Task requirements: Copy word for word the lines of the records below, beginning with the line that contains "Can you find the woman in usa" and continuing through the last line of the records.

[Items stored from a collection]
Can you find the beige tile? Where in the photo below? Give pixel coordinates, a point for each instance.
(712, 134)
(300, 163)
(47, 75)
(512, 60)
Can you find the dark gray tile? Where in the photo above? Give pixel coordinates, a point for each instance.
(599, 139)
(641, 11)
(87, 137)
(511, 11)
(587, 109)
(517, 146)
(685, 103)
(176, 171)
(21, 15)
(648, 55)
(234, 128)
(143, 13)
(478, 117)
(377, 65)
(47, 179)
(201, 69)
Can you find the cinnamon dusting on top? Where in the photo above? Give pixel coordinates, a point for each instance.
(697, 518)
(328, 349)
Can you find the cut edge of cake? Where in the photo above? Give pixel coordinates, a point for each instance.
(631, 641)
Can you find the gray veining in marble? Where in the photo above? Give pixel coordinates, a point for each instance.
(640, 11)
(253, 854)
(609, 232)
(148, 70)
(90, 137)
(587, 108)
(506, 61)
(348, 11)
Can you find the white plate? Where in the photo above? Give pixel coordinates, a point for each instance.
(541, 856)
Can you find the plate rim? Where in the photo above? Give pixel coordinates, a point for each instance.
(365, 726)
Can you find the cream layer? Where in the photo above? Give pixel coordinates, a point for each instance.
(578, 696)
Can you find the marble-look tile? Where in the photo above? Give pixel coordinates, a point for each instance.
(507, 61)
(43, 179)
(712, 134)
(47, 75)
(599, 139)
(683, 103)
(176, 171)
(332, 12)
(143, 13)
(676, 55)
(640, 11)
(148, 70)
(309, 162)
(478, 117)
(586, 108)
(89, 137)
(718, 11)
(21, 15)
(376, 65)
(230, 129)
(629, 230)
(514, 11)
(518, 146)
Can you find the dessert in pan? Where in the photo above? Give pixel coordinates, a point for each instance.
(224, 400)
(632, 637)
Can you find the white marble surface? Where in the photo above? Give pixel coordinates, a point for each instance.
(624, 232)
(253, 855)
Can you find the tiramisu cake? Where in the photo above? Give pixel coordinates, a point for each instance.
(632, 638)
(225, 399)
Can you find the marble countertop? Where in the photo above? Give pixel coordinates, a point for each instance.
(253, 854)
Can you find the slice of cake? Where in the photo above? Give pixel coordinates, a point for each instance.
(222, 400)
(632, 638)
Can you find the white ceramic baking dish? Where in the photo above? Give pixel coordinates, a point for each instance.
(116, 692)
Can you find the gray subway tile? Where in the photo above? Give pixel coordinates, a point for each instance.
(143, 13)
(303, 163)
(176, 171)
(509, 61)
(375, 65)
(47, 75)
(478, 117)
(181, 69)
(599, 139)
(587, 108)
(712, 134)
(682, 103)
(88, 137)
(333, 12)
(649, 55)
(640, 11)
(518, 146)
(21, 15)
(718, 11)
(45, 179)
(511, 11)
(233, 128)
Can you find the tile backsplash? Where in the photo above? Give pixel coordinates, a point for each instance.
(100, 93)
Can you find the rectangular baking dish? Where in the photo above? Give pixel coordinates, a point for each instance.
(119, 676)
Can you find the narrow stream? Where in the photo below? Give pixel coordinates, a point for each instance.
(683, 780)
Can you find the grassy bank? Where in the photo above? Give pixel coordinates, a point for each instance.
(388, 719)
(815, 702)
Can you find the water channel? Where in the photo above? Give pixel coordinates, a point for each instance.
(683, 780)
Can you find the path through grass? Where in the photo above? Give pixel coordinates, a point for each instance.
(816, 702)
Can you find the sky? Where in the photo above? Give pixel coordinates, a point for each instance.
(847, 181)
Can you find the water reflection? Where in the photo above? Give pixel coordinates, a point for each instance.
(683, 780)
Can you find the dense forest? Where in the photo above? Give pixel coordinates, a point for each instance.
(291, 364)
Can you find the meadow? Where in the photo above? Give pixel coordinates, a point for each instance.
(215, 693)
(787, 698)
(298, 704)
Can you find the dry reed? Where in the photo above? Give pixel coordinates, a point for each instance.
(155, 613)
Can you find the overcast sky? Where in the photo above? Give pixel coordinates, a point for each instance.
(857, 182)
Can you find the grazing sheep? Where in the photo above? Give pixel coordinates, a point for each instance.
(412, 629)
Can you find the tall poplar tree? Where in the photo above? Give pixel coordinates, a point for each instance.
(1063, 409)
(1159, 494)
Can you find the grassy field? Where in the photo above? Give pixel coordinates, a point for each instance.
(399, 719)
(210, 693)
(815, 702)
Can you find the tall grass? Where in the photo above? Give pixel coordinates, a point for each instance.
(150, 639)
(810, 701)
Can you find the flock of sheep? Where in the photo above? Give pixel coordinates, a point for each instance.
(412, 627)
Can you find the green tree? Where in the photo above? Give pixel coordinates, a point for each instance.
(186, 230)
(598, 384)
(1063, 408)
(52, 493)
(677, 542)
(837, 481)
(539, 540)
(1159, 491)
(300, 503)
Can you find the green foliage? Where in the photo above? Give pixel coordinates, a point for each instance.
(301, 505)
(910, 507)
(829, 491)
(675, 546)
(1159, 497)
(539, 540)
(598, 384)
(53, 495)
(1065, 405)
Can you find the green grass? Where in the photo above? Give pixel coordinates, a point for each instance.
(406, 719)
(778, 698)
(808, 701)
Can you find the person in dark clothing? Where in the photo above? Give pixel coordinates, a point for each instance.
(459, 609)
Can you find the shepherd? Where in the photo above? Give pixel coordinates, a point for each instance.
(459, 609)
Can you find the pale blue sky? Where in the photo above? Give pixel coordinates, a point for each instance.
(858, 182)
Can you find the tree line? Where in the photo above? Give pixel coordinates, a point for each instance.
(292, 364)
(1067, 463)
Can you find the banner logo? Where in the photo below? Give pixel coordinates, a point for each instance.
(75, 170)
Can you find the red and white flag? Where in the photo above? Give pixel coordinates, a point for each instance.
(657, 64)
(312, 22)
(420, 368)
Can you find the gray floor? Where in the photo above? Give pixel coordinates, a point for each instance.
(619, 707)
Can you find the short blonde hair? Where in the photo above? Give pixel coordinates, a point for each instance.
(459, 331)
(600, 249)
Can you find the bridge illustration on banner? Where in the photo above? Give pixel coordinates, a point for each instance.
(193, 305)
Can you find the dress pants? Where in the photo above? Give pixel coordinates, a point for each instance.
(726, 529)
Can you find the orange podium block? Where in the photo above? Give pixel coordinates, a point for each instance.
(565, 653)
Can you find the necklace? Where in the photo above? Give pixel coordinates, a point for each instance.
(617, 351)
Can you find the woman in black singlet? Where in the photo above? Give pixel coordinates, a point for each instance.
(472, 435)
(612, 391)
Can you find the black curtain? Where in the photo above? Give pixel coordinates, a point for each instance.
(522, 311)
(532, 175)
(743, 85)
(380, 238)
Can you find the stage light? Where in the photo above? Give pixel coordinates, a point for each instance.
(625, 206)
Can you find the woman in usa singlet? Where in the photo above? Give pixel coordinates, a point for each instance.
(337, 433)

Exercise solution:
Can you find the woman in usa singlet? Where in the photo above? Give pixel coordinates, a point for each instance.
(337, 433)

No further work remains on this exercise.